Location identification entries:
================
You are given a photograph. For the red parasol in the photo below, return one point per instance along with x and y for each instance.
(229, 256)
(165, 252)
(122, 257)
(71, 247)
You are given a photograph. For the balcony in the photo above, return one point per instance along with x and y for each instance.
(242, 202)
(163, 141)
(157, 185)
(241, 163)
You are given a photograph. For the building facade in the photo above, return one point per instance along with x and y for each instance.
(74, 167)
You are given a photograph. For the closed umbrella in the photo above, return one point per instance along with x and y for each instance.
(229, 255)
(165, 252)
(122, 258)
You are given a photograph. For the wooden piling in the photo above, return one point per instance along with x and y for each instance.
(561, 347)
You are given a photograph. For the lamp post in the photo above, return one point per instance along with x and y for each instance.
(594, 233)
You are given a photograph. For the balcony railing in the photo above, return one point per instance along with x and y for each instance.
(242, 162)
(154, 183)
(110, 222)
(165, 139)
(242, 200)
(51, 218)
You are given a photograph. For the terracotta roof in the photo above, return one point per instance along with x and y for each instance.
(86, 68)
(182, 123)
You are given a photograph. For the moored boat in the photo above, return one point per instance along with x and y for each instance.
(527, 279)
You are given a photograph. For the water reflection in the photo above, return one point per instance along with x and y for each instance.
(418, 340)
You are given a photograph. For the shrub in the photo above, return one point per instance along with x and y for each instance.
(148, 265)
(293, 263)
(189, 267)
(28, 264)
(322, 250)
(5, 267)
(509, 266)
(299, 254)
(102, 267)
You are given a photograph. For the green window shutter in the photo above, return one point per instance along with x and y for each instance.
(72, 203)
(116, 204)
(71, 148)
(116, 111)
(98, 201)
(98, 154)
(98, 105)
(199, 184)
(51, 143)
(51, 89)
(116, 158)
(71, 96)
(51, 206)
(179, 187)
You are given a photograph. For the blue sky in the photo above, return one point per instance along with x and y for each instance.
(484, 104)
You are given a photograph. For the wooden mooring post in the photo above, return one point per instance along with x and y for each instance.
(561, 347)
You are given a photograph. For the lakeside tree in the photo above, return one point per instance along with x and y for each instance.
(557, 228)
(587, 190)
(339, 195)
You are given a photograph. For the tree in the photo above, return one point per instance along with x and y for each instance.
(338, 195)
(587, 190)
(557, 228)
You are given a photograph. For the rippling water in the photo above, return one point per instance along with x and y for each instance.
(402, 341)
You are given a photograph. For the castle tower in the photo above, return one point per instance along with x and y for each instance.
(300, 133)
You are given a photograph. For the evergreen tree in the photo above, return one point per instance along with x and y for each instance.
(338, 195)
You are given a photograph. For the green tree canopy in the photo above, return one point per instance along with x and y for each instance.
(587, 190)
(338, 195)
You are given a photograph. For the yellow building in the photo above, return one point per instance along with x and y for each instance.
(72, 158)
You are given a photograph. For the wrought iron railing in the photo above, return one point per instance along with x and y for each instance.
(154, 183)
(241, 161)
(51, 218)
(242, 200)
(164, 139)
================
Instruction
Set down the listing in full, keeping every word exactly as it is.

Exercise answer
You are given a photograph. For the red parasol in the photo below, return one point per instance along with x and y for each instance.
(229, 256)
(165, 252)
(122, 257)
(71, 247)
You are given a photograph. For the balcony in the photo above, return one point per instance along with x and y for each instance.
(242, 202)
(163, 141)
(157, 185)
(241, 163)
You are given a photograph. For the building facade in the photo above, return one point per instance along with x and y for each instance.
(74, 167)
You are given a photograph. For the closed umbrella in the photo above, return one point per instance along with x and y for each instance.
(229, 255)
(165, 252)
(122, 258)
You are given a photograph. For the wooden piling in the photo above, return one point per instance along with x and y for each instance.
(561, 347)
You are given a photograph. For the lamp post in the photo above, return one point per instance along with x and y for each instance.
(594, 233)
You are given a photograph. For the balcony railing in the photo above, return one point per instance along with x and y for each instance.
(242, 162)
(154, 183)
(110, 222)
(165, 139)
(242, 200)
(51, 218)
You are given a photograph. For the terracotta roof in the photo above, return one point per instance along with x and y for each instance.
(86, 68)
(182, 123)
You are given a photograph. For the moored boat in the photo above, return one point per instance along with x and y for each instance.
(527, 279)
You are given a photograph. For the water reflection in the photo above, return one point per instance along with x and y for each instance.
(418, 340)
You are given a photograph. For the shrub in the photo above, return one point per instance along with x and y for each instance.
(148, 265)
(293, 263)
(189, 267)
(28, 264)
(322, 250)
(5, 267)
(509, 266)
(299, 254)
(102, 267)
You are given a photograph. For the green window shutter in the photo above, return one point per instance along with x and y for each instance.
(72, 203)
(116, 204)
(71, 148)
(116, 111)
(98, 201)
(98, 154)
(98, 105)
(199, 184)
(51, 143)
(51, 89)
(116, 158)
(71, 96)
(51, 206)
(179, 187)
You are given a photograph. For the blue sky in the photo above, return one point per instance along with x and y for each instance.
(484, 104)
You are given a photograph. For the wooden mooring post in the photo above, return one point per instance along with x and y for each instance.
(561, 347)
You are given a photograph. For the lakeside tree in the photo above, return one point per instance along with x and y for each instance.
(557, 228)
(587, 190)
(339, 195)
You are given a photograph. For the tree in the photo above, return one point per instance along with x and y for each instance.
(338, 195)
(587, 190)
(557, 228)
You are given a photograph. For the rippling water in the photo above, return one point per instance along with x and y for each instance.
(402, 341)
You are given a photograph. For the castle tower in the photo above, return one point per instance along with x and y for each instance.
(300, 133)
You are given a photograph. For the evergreen tree in the photo above, return one point per instance along with x and y for each instance.
(338, 195)
You are given a photograph. For the green tree canopy in the photo above, return one point per instance along with x and y for each instance.
(587, 190)
(338, 195)
You are given a photograph. For the yellow building in the photo above, return one point per instance along with x and y for each instance.
(72, 158)
You are given a photograph. For the wrought iron railing in the photo above, return one point per instance along with x and y for each instance.
(154, 183)
(241, 161)
(51, 218)
(242, 200)
(164, 139)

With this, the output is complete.